Texto fornecido:
·····

AS DOENÇAS DO MUNDO.
Antonio Samarone
Academia Sergipana de Medicina
As doenças do mundo perderam a sua relevância cultural,
passaram a se chamar “doenças sexualmente transmissíveis (DST), surgiu a AIDS,
e as temidas doenças venéreas perderam o encantamento, deixaram de simbolizar o
pecado, a perda da virgindade masculina, o rito de passagem para a maturidade. Os
adolescentes enchiam o peito com orgulho e se gabavam: - “peguei uma
gonorreia”, ou, querendo ser discreto: - “porra, como a benzetacil dói”, que
todo mundo entendia. Ninguém mais
alardeia que tem gonorreia ou blenorragia...
A milenar gonorreia (gonos = espermatozoide + rhoia =
corrimento), pela confusão do exsudato purulento com o sêmen; a mais disseminada,
era conhecida na china antiga, citada no antigo testamento e batizada por
Galeno. O germe causador só foi descoberto em 1879, pelo médico alemão Albert
Neisser, e recebeu o nome de “Neisseria gonorrehoea”, em homenagem ao
descobridor. A gonorreia só encontrou tratamento na década de 1930, com as
sulfas; e com mais eficácia, a partir de 1942, com a penicilina.

·····

Material apresentado:
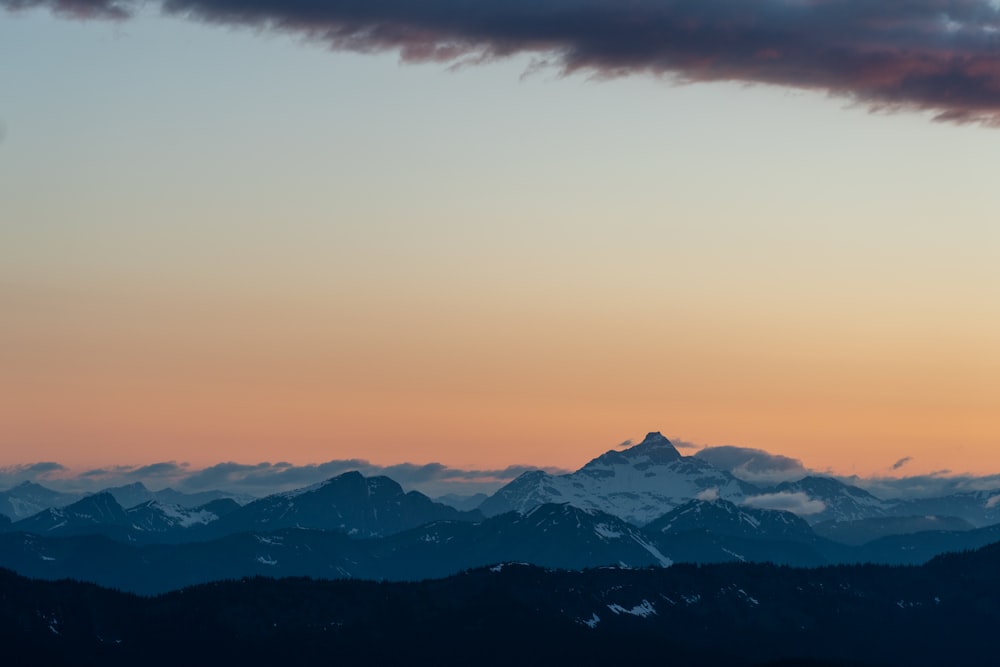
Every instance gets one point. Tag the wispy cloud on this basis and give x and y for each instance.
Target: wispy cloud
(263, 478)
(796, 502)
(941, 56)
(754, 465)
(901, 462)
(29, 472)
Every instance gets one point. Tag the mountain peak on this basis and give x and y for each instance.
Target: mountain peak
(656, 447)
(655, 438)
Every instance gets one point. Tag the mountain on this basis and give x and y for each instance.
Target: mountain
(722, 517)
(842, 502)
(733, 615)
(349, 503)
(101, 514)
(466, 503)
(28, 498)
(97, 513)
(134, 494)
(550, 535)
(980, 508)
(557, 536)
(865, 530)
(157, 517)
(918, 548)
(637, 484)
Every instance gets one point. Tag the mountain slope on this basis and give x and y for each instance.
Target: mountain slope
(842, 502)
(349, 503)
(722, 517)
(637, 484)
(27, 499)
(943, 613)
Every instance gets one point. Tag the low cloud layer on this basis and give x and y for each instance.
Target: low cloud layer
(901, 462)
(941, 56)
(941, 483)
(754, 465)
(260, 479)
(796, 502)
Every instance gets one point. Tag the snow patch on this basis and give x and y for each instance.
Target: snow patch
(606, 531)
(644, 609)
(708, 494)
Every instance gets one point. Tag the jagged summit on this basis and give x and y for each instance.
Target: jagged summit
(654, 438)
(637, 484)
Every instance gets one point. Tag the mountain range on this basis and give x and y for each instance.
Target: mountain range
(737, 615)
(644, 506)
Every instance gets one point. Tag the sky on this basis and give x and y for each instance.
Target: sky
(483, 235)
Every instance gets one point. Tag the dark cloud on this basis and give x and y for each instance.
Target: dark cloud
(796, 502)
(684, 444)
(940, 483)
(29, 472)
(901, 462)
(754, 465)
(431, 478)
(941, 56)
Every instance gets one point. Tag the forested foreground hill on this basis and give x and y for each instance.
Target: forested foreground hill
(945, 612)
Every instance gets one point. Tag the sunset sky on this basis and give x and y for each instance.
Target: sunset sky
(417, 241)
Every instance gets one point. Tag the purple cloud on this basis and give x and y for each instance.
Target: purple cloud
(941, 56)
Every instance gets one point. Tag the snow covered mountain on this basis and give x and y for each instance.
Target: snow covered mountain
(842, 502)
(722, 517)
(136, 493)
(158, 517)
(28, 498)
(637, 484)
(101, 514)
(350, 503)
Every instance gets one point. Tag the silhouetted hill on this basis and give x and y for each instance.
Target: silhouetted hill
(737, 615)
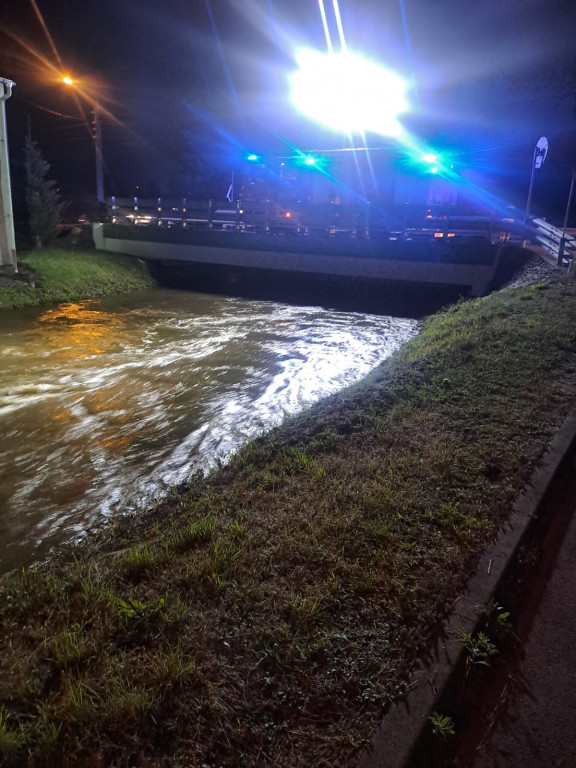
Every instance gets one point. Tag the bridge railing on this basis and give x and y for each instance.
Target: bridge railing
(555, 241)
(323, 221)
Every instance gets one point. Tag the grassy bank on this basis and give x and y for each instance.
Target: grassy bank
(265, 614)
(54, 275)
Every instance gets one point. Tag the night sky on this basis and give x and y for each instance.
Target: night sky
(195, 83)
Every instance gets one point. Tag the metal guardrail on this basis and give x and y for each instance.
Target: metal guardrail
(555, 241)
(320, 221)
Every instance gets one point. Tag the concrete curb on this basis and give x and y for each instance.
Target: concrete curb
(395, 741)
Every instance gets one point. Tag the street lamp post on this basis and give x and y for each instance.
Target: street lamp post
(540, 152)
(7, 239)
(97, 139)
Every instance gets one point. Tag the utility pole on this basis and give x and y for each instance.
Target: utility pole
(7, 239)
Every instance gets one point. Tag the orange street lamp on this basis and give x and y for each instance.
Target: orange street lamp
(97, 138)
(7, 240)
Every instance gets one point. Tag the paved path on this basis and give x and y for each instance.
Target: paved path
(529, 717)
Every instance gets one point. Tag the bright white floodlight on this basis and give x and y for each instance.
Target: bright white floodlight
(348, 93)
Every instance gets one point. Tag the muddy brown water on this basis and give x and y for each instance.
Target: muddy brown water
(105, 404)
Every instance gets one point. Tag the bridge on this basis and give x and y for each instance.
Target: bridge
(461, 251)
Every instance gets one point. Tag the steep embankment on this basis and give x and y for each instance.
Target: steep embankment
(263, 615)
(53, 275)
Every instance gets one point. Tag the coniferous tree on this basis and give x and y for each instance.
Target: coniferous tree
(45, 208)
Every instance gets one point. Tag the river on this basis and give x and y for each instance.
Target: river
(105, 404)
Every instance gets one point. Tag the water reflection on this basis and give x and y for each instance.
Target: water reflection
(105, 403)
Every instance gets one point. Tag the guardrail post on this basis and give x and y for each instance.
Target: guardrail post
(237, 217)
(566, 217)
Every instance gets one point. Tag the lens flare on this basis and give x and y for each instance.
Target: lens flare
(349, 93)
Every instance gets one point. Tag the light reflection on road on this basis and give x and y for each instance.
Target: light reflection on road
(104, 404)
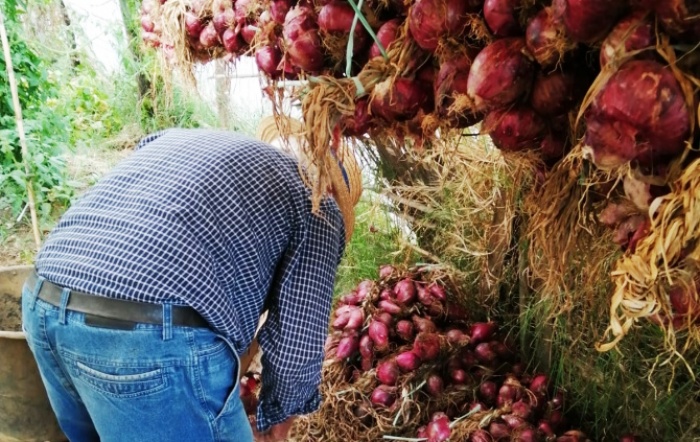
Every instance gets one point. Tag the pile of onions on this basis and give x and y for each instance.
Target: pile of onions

·····

Problema: Copie do texto sobre as doenças venéreas o trecho entre "Antonio Samarone" e "gonorreia ou blenorragia...", incluindo as duas pontas.

Resposta do exercício:
Antonio Samarone
Academia Sergipana de Medicina
As doenças do mundo perderam a sua relevância cultural,
passaram a se chamar “doenças sexualmente transmissíveis (DST), surgiu a AIDS,
e as temidas doenças venéreas perderam o encantamento, deixaram de simbolizar o
pecado, a perda da virgindade masculina, o rito de passagem para a maturidade. Os
adolescentes enchiam o peito com orgulho e se gabavam: - “peguei uma
gonorreia”, ou, querendo ser discreto: - “porra, como a benzetacil dói”, que
todo mundo entendia. Ninguém mais
alardeia que tem gonorreia ou blenorragia...